- Data section:
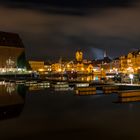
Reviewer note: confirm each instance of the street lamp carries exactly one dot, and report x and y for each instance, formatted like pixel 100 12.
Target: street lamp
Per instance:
pixel 131 76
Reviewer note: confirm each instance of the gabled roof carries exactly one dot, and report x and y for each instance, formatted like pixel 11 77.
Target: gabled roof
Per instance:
pixel 10 40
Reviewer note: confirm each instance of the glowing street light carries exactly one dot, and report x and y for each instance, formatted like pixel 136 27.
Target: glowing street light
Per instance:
pixel 131 76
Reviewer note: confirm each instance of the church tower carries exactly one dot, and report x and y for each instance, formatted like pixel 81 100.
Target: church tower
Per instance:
pixel 79 56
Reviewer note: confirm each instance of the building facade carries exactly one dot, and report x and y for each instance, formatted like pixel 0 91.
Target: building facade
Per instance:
pixel 131 62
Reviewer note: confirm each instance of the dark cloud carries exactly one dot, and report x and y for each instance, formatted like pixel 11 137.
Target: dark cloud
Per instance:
pixel 68 7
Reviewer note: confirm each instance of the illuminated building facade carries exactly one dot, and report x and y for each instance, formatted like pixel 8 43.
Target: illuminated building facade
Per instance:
pixel 131 62
pixel 12 52
pixel 79 56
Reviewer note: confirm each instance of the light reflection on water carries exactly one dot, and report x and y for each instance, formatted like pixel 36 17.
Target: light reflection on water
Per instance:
pixel 44 112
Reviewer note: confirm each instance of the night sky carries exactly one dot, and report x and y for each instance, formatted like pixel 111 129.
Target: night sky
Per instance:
pixel 51 29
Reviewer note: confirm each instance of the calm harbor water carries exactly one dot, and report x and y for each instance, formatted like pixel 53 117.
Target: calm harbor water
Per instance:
pixel 45 113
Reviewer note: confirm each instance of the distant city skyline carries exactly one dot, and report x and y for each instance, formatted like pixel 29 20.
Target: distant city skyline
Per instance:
pixel 58 31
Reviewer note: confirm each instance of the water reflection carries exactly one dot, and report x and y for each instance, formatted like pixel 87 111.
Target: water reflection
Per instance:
pixel 129 99
pixel 12 98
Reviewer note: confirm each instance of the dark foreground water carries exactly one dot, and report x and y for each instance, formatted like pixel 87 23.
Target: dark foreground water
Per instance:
pixel 48 114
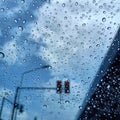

- Requirement:
Render the lines above as a two-column Markdown table headed "No." and "Line", giving each row its number and leaving out blank lines. Omit the pictures from the answer.

- Solution to the exercise:
| No. | Line |
|---|---|
| 1 | Reviewer note: confirm each instance of the street lamp carries exactly one dot, and report x and y for each instance, formatted like pixel 100 12. |
| 2 | Target: street lamp |
| 3 | Per instance: |
| 4 | pixel 131 76 |
| 5 | Reviewer note: confirm each instance of the gabled roof carries exactly one dot, and report x and y for each instance, formatted like pixel 11 77. |
| 6 | Target: gabled roof |
| 7 | Per instance: |
| 8 | pixel 10 40 |
| 9 | Reviewer note: confirm each instance of the glowing street light carries exactly one dot, and report x and y for each instance, formatted like pixel 136 27. |
| 10 | Target: glowing street light |
| 11 | Per instance: |
| 12 | pixel 131 76 |
| 13 | Reviewer note: confirm each instance of the church tower carries exactly one dot, and report x and y for each instance, formatted like pixel 81 100. |
| 14 | Target: church tower |
| 15 | Per instance: |
| 16 | pixel 79 56 |
| 17 | Reviewer note: confirm each instance of the building facade carries exactly one dot, and report x and y for each instance, formatted like pixel 0 91. |
| 18 | Target: building facade |
| 19 | Per instance: |
| 20 | pixel 131 62 |
| 21 | Reviewer note: confirm each instance of the dark cloud carries exactly one dot, and report x and y for each instance, formatted like pixel 11 137. |
| 22 | Target: dark cloud |
| 23 | Per instance: |
| 24 | pixel 68 7 |
| 25 | Reviewer note: confirm each instance of the illuminated building facade carries exactly one dot, and report x and y for each instance, formatted like pixel 8 43. |
| 26 | Target: illuminated building facade |
| 27 | Per instance: |
| 28 | pixel 131 62 |
| 29 | pixel 12 52 |
| 30 | pixel 79 56 |
| 31 | Reviewer note: confirm each instance of the light reflection on water carries exactly one dot, and report x and y for each instance, formatted like pixel 36 17. |
| 32 | Target: light reflection on water |
| 33 | Per instance: |
| 34 | pixel 44 112 |
| 35 | Reviewer note: confirm each instance of the night sky carries exactly one dot, and report x and y for each instance, formatted like pixel 111 129. |
| 36 | Target: night sky |
| 37 | Per instance: |
| 38 | pixel 51 29 |
| 39 | Reviewer note: confirm each instance of the calm harbor water carries exactly one dot, and report x and y for each instance, formatted like pixel 53 117. |
| 40 | Target: calm harbor water |
| 41 | Per instance: |
| 42 | pixel 45 113 |
| 43 | Reviewer note: confirm each instance of the distant city skyline carries exactly one dot, and report x and y for each instance, formatted like pixel 29 20. |
| 44 | Target: distant city skyline |
| 45 | Per instance: |
| 46 | pixel 58 31 |
| 47 | Reviewer note: confirm each instance of the water reflection carries exactly one dot, and report x and y for each instance, formatted like pixel 87 111. |
| 48 | Target: water reflection |
| 49 | Per instance: |
| 50 | pixel 129 99 |
| 51 | pixel 12 98 |
| 52 | Reviewer note: confirm each instance of the dark foreground water carries exactly one dot, and report x and y for each instance, formatted like pixel 87 23. |
| 53 | Target: dark foreground water |
| 54 | Per instance: |
| 55 | pixel 48 114 |